# Need triceps help



## jonestony (Aug 8, 2017)

I am training my triceps pretty hard right now... close grip, pull downs, kick backs whatever.. I have been doing them twice a week, after chest and shoulders, I have also tried once a week bigger workouts..... I cant get the back part to grow.... Any suggestions would help as its my worst muscle group right now!
Thanks


----------



## tenny (Aug 8, 2017)

anything reverse grip.....you'll feel the difference...


----------



## thethinker (Aug 9, 2017)

Do weighed dips, and logbook them. 

Say you go from doing 60 lbs for 12 reps to 150 lbs for 12 reps over several years while in a caloric surplus, you arms will get bigger. 

Sent from my SM-G900T using Tapatalk


----------



## whoremoan (Jun 7, 2018)

thethinker said:


> Do weighed dips, and logbook them.
> 
> Say you go from doing 60 lbs for 12 reps to 150 lbs for 12 reps over several years while in a caloric surplus, you arms will get bigger.
> 
> Sent from my SM-G900T using Tapatalk



would dip machine do the same ?


----------



## psych (Jun 7, 2018)

heavy close grip pin press
close grip incline
french press
and type of ball handle for cable work


----------



## SOUR DIESEL (Jun 7, 2018)

-nose breakers on a decline bench (to failure)
-close grip decline press (heavy & descending to failure)
-bench dips (to failure)

giant sets, descending sets, super sets ..are your friends here

..my exp. has been, anything you want to grow must be punished!!


----------



## squatster (Jun 7, 2018)

- [Provided material]
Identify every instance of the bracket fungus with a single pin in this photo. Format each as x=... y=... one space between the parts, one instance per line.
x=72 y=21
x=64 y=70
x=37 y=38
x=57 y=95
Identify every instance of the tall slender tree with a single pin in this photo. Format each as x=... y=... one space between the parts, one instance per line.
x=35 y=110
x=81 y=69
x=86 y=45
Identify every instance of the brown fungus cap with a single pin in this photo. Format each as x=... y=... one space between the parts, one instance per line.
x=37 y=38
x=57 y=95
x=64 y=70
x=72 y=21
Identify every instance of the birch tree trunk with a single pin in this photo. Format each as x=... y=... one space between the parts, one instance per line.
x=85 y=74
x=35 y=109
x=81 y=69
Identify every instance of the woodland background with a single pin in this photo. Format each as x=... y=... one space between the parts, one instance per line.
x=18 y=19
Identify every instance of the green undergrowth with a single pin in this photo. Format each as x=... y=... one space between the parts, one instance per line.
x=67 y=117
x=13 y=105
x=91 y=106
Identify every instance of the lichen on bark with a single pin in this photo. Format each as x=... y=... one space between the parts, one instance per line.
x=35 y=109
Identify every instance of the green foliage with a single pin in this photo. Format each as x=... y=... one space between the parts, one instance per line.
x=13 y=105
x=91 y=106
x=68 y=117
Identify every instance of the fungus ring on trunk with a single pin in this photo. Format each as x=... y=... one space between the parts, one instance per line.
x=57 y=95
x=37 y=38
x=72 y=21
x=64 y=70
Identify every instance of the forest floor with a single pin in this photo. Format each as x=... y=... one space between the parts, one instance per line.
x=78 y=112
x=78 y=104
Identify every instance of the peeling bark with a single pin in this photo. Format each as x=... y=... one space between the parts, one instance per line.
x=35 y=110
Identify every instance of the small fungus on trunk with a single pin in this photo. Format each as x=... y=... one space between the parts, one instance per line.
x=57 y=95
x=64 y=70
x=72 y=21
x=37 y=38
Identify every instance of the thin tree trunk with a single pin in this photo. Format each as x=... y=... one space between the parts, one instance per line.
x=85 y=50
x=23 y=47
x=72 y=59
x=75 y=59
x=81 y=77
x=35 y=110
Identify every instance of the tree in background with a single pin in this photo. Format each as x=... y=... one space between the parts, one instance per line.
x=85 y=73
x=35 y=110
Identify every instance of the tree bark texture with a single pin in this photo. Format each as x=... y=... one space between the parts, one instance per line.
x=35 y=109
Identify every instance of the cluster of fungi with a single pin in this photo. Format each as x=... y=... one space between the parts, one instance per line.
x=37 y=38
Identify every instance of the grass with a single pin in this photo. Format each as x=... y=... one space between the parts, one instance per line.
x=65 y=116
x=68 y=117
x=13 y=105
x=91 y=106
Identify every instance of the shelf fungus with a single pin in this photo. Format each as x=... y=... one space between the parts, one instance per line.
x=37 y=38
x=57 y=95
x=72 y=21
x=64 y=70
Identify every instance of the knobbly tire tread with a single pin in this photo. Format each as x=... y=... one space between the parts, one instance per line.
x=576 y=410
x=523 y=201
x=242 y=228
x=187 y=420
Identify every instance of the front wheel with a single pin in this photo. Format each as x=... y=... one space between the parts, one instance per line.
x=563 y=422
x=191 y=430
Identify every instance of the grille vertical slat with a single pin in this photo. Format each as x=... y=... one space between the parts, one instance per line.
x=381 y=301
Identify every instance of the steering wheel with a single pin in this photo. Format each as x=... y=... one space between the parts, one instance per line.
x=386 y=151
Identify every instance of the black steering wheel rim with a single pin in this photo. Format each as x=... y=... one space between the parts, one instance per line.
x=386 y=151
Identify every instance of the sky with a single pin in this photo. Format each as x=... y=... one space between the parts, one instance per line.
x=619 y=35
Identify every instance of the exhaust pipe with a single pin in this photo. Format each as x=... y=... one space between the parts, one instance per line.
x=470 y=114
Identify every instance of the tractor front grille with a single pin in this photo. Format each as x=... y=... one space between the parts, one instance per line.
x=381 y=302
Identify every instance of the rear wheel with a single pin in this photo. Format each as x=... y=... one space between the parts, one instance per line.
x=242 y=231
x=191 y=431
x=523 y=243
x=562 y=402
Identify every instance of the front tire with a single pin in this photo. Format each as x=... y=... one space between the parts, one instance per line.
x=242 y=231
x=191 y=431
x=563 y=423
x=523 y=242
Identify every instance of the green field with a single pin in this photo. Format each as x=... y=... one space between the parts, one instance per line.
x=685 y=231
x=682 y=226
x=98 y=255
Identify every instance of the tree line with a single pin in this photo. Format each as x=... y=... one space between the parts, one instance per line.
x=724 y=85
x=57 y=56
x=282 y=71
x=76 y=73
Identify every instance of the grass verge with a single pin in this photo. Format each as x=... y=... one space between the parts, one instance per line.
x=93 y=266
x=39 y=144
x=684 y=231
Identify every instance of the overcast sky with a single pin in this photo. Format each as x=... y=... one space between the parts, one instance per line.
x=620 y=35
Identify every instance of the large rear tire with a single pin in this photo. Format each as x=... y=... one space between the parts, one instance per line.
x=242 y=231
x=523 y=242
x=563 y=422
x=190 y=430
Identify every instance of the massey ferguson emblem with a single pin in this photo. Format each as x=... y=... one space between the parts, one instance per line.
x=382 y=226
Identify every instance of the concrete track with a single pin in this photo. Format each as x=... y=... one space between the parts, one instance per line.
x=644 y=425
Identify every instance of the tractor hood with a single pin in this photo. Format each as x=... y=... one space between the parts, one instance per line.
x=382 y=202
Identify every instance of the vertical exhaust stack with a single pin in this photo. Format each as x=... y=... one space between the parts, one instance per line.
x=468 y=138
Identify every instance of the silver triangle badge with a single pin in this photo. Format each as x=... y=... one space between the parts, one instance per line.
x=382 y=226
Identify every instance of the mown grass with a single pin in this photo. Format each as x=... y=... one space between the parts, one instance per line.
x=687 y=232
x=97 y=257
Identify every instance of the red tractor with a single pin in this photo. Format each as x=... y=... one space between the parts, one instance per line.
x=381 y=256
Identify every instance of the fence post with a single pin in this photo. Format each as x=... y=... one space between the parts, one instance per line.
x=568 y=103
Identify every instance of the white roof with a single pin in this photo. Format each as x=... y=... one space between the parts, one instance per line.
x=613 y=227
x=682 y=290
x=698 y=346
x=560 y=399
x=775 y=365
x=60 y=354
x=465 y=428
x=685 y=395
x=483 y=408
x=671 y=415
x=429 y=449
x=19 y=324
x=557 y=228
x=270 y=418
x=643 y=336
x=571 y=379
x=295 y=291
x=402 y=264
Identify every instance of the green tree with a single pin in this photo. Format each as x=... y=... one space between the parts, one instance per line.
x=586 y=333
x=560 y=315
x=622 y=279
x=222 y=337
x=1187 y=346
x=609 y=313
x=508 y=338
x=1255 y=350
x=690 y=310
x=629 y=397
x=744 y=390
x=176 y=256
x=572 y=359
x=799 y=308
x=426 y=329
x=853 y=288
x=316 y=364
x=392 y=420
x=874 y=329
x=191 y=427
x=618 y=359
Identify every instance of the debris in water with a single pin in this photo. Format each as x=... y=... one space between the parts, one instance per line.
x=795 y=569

- [Work to do]
1 – From the triceps thread, copy the passage that begins at the words "## thethinker (Aug" and stops after the words "whoremoan (Jun 7, 2018)".
2 – In the triceps thread, how often was jonestony training triceps, and after which muscle groups?

- [Solved problems]
1 –
## thethinker (Aug 9, 2017)

Do weighed dips, and logbook them. 

Say you go from doing 60 lbs for 12 reps to 150 lbs for 12 reps over several years while in a caloric surplus, you arms will get bigger. 

Sent from my SM-G900T using Tapatalk


----------



## whoremoan (Jun 7, 2018)

2 – Twice a week, after chest and shoulders.